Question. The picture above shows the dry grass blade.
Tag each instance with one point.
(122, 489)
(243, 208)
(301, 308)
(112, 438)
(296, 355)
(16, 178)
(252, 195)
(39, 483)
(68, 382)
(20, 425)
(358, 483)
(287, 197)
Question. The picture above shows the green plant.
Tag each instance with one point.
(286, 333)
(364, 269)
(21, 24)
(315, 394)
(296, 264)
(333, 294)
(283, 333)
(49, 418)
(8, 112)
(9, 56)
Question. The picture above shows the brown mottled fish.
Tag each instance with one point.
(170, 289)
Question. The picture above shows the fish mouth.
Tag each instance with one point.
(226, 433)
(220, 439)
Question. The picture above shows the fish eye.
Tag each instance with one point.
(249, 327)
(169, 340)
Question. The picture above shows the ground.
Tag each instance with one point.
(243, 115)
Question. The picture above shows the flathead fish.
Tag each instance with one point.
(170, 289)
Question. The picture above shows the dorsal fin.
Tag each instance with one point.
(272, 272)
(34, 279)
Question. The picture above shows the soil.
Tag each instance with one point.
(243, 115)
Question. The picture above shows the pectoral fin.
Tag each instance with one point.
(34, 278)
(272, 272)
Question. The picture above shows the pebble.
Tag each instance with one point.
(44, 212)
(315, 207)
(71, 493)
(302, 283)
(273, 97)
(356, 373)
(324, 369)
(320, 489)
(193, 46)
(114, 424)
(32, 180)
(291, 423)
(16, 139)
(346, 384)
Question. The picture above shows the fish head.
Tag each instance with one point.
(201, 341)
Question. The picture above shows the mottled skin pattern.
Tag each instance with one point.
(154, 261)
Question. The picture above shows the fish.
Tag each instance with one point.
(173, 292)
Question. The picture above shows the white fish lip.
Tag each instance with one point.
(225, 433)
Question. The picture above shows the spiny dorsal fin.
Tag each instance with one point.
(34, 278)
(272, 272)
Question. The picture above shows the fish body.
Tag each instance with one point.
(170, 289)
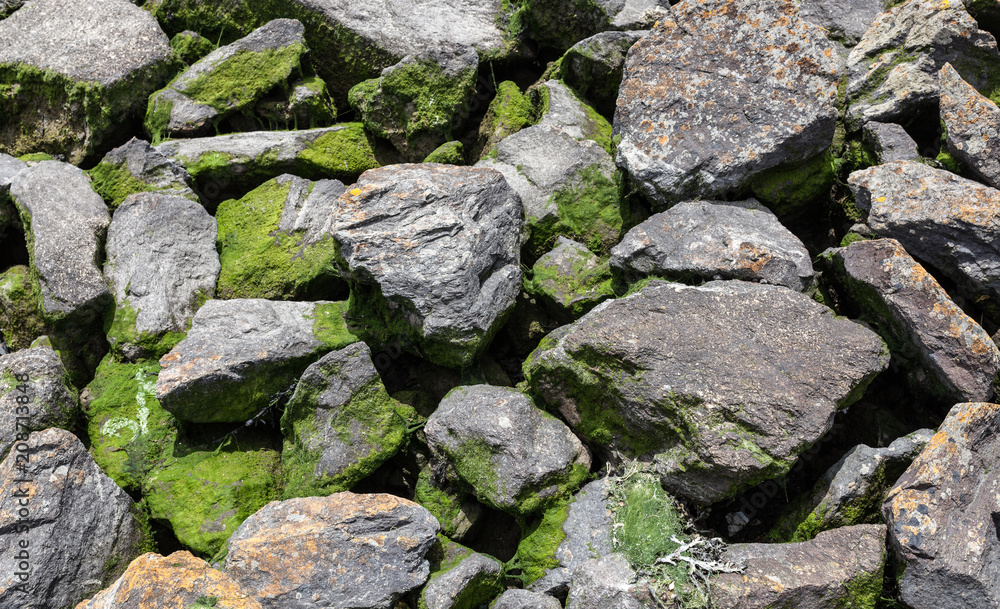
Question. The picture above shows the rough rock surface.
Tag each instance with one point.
(161, 264)
(941, 514)
(840, 568)
(723, 385)
(514, 456)
(715, 240)
(240, 352)
(78, 73)
(178, 580)
(432, 254)
(74, 525)
(721, 91)
(345, 550)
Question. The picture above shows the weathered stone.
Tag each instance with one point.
(178, 580)
(941, 514)
(432, 256)
(715, 240)
(239, 353)
(345, 550)
(840, 568)
(76, 74)
(687, 376)
(721, 91)
(76, 525)
(161, 265)
(893, 70)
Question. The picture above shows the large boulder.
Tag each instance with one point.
(722, 385)
(721, 91)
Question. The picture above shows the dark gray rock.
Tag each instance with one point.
(688, 377)
(707, 103)
(515, 457)
(67, 221)
(941, 515)
(840, 568)
(715, 240)
(74, 525)
(432, 256)
(344, 550)
(161, 265)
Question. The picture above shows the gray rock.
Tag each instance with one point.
(73, 530)
(240, 352)
(893, 70)
(916, 316)
(941, 515)
(81, 73)
(161, 264)
(35, 394)
(687, 377)
(432, 254)
(345, 550)
(707, 103)
(890, 142)
(67, 224)
(514, 456)
(972, 122)
(840, 568)
(715, 240)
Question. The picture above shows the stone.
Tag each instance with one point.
(345, 550)
(138, 167)
(686, 376)
(161, 265)
(840, 568)
(77, 529)
(177, 580)
(340, 425)
(915, 316)
(715, 240)
(892, 72)
(515, 457)
(273, 242)
(972, 125)
(443, 298)
(763, 81)
(940, 514)
(238, 353)
(77, 75)
(35, 394)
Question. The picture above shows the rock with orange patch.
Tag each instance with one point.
(344, 550)
(943, 515)
(839, 568)
(916, 317)
(178, 581)
(66, 526)
(720, 92)
(715, 240)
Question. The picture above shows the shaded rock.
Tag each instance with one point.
(715, 240)
(239, 353)
(161, 265)
(893, 70)
(431, 254)
(765, 95)
(941, 514)
(842, 567)
(687, 376)
(76, 74)
(180, 580)
(344, 550)
(914, 314)
(273, 243)
(76, 528)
────
--- Exercise ---
Starting from the line with "Question. The picture above shows the weathered" and ending with the final line of the data, quote every line exactly, both ends included.

--- Output of the exercise ---
Question. The picture above shows the weathered stone.
Tag each instance with one point.
(178, 580)
(941, 514)
(432, 256)
(715, 240)
(239, 353)
(345, 550)
(840, 568)
(76, 74)
(687, 376)
(721, 91)
(76, 525)
(161, 265)
(893, 70)
Question. The picture above shows the large boulder.
Tag each instance with one point.
(722, 385)
(721, 91)
Question. The picture above shows the dark gray rock.
Tag each instance with one point.
(688, 377)
(707, 103)
(515, 457)
(67, 221)
(941, 515)
(840, 568)
(715, 240)
(74, 525)
(432, 256)
(344, 550)
(161, 265)
Question. The picture above shows the gray rock.
Tag each instance with one point.
(73, 530)
(240, 352)
(893, 70)
(916, 316)
(941, 515)
(81, 73)
(161, 264)
(35, 394)
(687, 377)
(432, 254)
(345, 550)
(707, 103)
(890, 142)
(67, 224)
(514, 456)
(972, 122)
(840, 568)
(715, 240)
Question. The picture above shows the stone.
Tag each instance with one point.
(345, 550)
(138, 167)
(686, 376)
(161, 265)
(840, 568)
(77, 529)
(177, 580)
(340, 425)
(915, 316)
(715, 240)
(892, 72)
(515, 457)
(273, 242)
(972, 125)
(443, 298)
(763, 81)
(940, 514)
(238, 353)
(77, 75)
(35, 394)
Question. The picture above shows the rock with orange patch.
Tag each instance with one point.
(344, 550)
(943, 515)
(839, 568)
(916, 317)
(178, 581)
(66, 526)
(720, 92)
(715, 240)
Question. The picture above shows the shaded rock.
Tag each instance with one point.
(715, 240)
(239, 353)
(161, 265)
(893, 70)
(431, 254)
(765, 95)
(941, 514)
(842, 567)
(687, 376)
(76, 74)
(180, 580)
(344, 550)
(914, 314)
(273, 243)
(76, 528)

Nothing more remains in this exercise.